◆ Provided text ◆
######

Implement Rosetta RPC - Githubissues

frol commented 4 years ago

This is a high-priority request from a partner.

Rosetta is a public API spec defined to be a common denominator for blockchain projects.

As per the discussion (find some pieced below), we are going to build Rosetta RPC alongside with JSON RPC into nearcore under a feature-flag.

Rosetta Docs

Node API Specification: https://github.com/coinbase/rosetta-specifications
Tooling: https://github.com/coinbase/rosetta-cli
Docs: https://djr6hkgq2tjcs.cloudfront.net/docs/Introduction.html
Celo Implementation: https://github.com/celo-org/rosetta
Oasis Implementation: https://github.com/oasislabs/oasis-core-rosetta-gateway

Verify the API compliance with: rosetta-cli check --server-url=<node>

@frol:

I have reviewed the API they want and it is going to be a bit hacky translating our terms into Rosetta (they use transaction hash to query the information about the transaction while we require transaction hash + account id due to sharding requirements). Illia suggested requiring the node to track all the shards to be able to serve Rosetta requests. With this assumption, we can implement querying transactions just by their hash, though that might create some confusion if we have JSON RPC and Rosetta RPC side-by-side.

Their auto-generated stub in Go looks fine for internal use (it seems that the input validation is missing), but I don't have experience with Go to take it over. Thus, I think that implementing Rosetta RPC right into the nearcore is the fastest way to go, and also the most maintainable. I estimate it to be a week-long effort for me.

@ilblackdragon:

Let's go ahead with requirement on having tracking all shards.

We can have this API enabled with a config flag for now and it checks that all shards are tracked as well, so it's less weird.

This is a priority as we have a large portion of our financial backers waiting to use Custody and blocks our transition to Phase 1 -> 2.

bowenwang1996 commented 4 years ago

@frol shouldn't it be P0?

frol commented 4 years ago

I left some room for the “on fire” P0 items.

eriktrautman commented 4 years ago

Checking in on this since we scoped it for < 1 week. Are we ready to hand back to Coinbase?

frol commented 4 years ago

Sorry, we are not. I am behind the schedule due to the relocation back home from Argentina.

eriktrautman commented 4 years ago

How is this going? We're trying to get a timeline from them but this integration is actually still the blocker.

damons commented 4 years ago

Any update here?

frol commented 4 years ago

The implementation is there, but Rosetta checker is not happy yet. I am currently resolving the mismatches between my understanding vs Rosetta expectations (working with Patrick from Coinbase on these).

damons commented 4 years ago

Moving to Phase 2. Will re-address when we get there.

######

◆ Aim 1 ◆
According to the Rosetta RPC issue thread, why is frol behind schedule?

◆ The input ◆
######

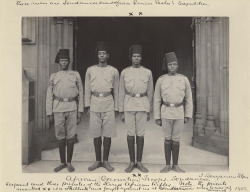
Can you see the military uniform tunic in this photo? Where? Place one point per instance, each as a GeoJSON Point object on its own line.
{"type": "Point", "coordinates": [135, 81]}
{"type": "Point", "coordinates": [102, 117]}
{"type": "Point", "coordinates": [101, 79]}
{"type": "Point", "coordinates": [64, 84]}
{"type": "Point", "coordinates": [173, 89]}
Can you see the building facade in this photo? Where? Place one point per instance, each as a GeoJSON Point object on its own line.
{"type": "Point", "coordinates": [201, 45]}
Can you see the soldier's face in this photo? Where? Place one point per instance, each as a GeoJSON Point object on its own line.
{"type": "Point", "coordinates": [103, 56]}
{"type": "Point", "coordinates": [64, 63]}
{"type": "Point", "coordinates": [172, 67]}
{"type": "Point", "coordinates": [136, 59]}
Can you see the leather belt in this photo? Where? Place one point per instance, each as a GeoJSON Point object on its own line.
{"type": "Point", "coordinates": [167, 104]}
{"type": "Point", "coordinates": [136, 94]}
{"type": "Point", "coordinates": [103, 94]}
{"type": "Point", "coordinates": [70, 99]}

######

◆ Aim 2 ◆
Count the lines of the records that contain the word "each" and give only the number.

◆ Result 1 ◆
He is behind because of the relocation back home from Argentina.

◆ Result 2 ◆
4